■ Document section ■
>> START
I don't. But you can't go around "what ifing" all the time. It would be highly unlikely for the place to get burglarized or burn down at the same time as the house. If something happens at either place I'll have a back-up at the other.


----------



## calvin-c (May 17, 2006)

Usually you're right, Michael. On the other hand my brother had some of my stuff stored at his house up until last year, when I moved it into a storage area about 5 miles away so he could clean the place up & sell it. You'd think storing it 5 miles away would be safe, right? Last month the area suffered a major flood. Like 10' deep over 20 miles of the freeway. Fortunately both my brother's place & the storage center came out OK, but I'm now undecided about how far off-site backup storage should be. 5 miles seemed reasonable-until the flood. 100 miles isn't really practical, but I'm starting to think that that's what it'd take to keep my backup safe.


----------



## Michael56 (Sep 12, 2007)

You bring up a valid point. I guess you just never know. All you can do is try to do the best thing you can think of. If we had a tornado come through the area it could feasibly take out both the house and the storage. Maybe I'll make more copies and bury them in the backyard in a water proof, insulated box.  Seriously, I do have a very trustworthy friend who would store them for me. They're about 10 miles away, close enough to get to at a moments notice but far enough away that maybe it would lower the odds a bit. Maybe I'll do that.


----------



## SB305 (Sep 20, 2007)

How much does it cost to rent or lodge a safe deposit box at your bank and how much insurance would that carry? Maybe you have other items which also would benefit from such lodgement.


----------



## Michael56 (Sep 12, 2007)
>> END
Records from a dataset:
>> START
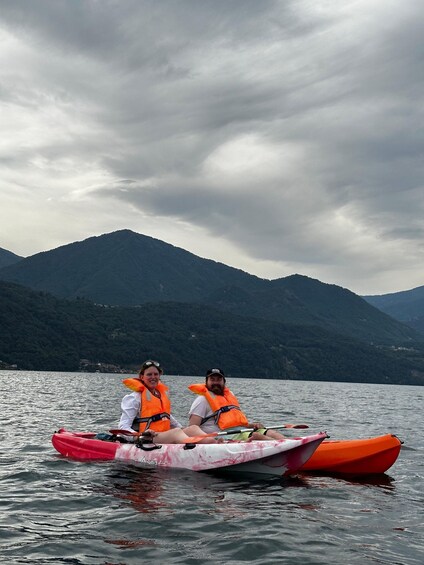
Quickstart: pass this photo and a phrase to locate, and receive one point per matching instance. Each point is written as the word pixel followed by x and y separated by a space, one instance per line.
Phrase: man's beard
pixel 217 389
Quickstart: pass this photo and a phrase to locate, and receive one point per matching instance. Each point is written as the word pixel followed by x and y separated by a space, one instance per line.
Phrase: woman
pixel 148 408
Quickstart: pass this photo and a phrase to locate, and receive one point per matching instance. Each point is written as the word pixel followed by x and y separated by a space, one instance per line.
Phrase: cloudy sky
pixel 278 137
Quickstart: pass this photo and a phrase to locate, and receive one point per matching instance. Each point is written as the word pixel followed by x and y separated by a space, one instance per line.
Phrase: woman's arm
pixel 130 407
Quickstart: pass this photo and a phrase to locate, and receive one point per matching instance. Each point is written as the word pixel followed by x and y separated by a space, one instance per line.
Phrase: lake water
pixel 55 510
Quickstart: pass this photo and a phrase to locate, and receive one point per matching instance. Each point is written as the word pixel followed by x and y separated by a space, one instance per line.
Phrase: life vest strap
pixel 218 413
pixel 150 420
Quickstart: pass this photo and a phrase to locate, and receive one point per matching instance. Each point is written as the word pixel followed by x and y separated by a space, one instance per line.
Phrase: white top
pixel 201 407
pixel 130 407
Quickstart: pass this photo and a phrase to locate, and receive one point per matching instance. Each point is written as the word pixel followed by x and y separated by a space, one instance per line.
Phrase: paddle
pixel 128 433
pixel 195 439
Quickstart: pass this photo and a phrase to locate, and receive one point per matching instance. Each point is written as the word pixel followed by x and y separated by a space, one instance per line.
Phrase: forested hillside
pixel 128 269
pixel 39 331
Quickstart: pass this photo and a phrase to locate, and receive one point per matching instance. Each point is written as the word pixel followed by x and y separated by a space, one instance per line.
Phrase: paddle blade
pixel 123 433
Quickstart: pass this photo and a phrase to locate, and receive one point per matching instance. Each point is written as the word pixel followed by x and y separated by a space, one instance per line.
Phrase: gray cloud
pixel 288 131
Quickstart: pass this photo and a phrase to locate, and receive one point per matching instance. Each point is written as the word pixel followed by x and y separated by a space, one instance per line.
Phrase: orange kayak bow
pixel 355 457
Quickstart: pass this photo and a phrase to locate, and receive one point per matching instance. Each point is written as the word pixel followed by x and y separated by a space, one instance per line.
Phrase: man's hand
pixel 256 425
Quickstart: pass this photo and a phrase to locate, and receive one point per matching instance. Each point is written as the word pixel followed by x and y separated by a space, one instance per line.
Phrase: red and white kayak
pixel 276 457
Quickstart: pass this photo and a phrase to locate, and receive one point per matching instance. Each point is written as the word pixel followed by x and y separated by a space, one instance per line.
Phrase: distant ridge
pixel 41 332
pixel 124 268
pixel 406 306
pixel 8 258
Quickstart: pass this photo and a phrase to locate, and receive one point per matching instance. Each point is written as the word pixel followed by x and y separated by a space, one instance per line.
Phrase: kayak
pixel 275 457
pixel 355 457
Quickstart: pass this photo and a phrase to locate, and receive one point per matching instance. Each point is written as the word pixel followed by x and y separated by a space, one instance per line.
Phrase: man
pixel 218 409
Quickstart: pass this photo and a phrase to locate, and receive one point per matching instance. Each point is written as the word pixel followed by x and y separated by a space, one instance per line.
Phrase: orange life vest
pixel 155 413
pixel 226 409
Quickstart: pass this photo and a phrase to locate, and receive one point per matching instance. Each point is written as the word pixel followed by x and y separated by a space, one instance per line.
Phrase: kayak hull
pixel 356 457
pixel 260 457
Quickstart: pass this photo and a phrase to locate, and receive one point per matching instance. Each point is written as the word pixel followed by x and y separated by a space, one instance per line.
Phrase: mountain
pixel 406 306
pixel 42 332
pixel 128 269
pixel 8 258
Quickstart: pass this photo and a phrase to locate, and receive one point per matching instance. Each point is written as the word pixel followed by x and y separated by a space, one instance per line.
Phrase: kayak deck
pixel 264 457
pixel 355 457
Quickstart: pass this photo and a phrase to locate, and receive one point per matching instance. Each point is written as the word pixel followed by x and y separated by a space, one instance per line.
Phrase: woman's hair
pixel 150 363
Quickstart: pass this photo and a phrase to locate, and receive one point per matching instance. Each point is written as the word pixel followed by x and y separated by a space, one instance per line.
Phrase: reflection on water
pixel 58 511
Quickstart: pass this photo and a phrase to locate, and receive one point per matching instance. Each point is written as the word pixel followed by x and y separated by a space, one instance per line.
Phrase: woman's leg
pixel 197 431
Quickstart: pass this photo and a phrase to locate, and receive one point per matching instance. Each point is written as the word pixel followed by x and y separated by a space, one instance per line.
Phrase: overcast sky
pixel 278 137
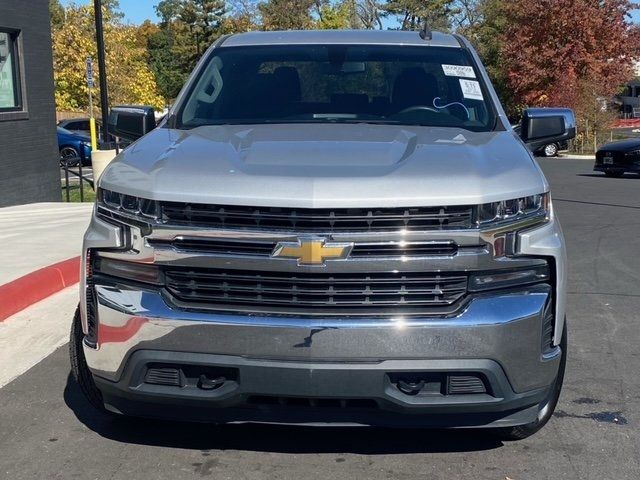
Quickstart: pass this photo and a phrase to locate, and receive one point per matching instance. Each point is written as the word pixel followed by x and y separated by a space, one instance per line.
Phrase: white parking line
pixel 33 334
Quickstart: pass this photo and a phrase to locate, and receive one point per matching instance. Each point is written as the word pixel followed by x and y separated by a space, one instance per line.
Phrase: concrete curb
pixel 35 286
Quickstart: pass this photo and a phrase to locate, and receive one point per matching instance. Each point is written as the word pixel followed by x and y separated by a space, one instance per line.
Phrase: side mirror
pixel 131 121
pixel 542 126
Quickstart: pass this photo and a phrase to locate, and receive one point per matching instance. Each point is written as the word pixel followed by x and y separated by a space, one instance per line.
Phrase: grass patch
pixel 74 194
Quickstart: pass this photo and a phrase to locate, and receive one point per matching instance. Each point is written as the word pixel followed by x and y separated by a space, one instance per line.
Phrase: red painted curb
pixel 35 286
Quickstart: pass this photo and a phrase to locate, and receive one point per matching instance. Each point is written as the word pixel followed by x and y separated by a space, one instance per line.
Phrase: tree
pixel 413 13
pixel 186 29
pixel 484 23
pixel 338 16
pixel 556 52
pixel 130 79
pixel 56 11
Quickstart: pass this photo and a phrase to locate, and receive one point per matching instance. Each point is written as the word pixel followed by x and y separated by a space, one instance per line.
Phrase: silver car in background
pixel 329 227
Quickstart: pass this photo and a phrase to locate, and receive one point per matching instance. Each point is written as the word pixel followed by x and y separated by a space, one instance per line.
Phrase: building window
pixel 10 89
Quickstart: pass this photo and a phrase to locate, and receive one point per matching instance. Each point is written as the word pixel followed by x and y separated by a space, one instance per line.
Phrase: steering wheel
>> END
■ Stated problem 1 ■
Translate this sentence from the thread on off-site backup storage into Spanish: "Last month the area suffered a major flood."
■ Stated problem 2 ■
Repeat word for word the part of the thread on off-site backup storage that starts with "## calvin-c (May" and goes on through "my backup safe.".
■ Stated problem 3 ■
Take the thread on off-site backup storage further from the point where it stops.

■ Exercise answer 1 ■
El mes pasado, la zona sufrió una gran inundación.

■ Exercise answer 2 ■
## calvin-c (May 17, 2006)

Usually you're right, Michael. On the other hand my brother had some of my stuff stored at his house up until last year, when I moved it into a storage area about 5 miles away so he could clean the place up & sell it. You'd think storing it 5 miles away would be safe, right? Last month the area suffered a major flood. Like 10' deep over 20 miles of the freeway. Fortunately both my brother's place & the storage center came out OK, but I'm now undecided about how far off-site backup storage should be. 5 miles seemed reasonable-until the flood. 100 miles isn't really practical, but I'm starting to think that that's what it'd take to keep my backup safe.

■ Exercise answer 3 ■
I thought about that. I do have other things that could go in there. The last time I checked, the smallest box I could get was $50 I think. And I wasn't sure that I could get my stuff in there. Of course, the bigger you go the more it costs. I just didn't want to spend the extra money. And I know there are restrictions as to when you have access to it and all that. I guess maybe I'm just cheap.


----------



## SB305 (Sep 20, 2007)

But just figure how many terabytes of flashdisks you could squeeze in. 
A probable advantage is that the bank MIGHT deem it prudent to keep the storage area at reasonably constant temperature and humidity levels (unless it makes you sign a disclaimer clause as long as your arm  ).
Nevertheless, I would not put PC-burned disks inside a sealed food cool-bag with any amount of air still inside it; and I would drop a silica gel sachet into whatever container they did end up in - to combat condensation.


----------



## Michael56 (Sep 12, 2007)

Good points! :up: I didn't think about that. I agree about the food bags. I would only use one to transport the CD's from the storage unit to the house where they could warm up slowly. That's only if I decide to put them over there. The silica packets are also a good idea. I have a bunch of those somewhere.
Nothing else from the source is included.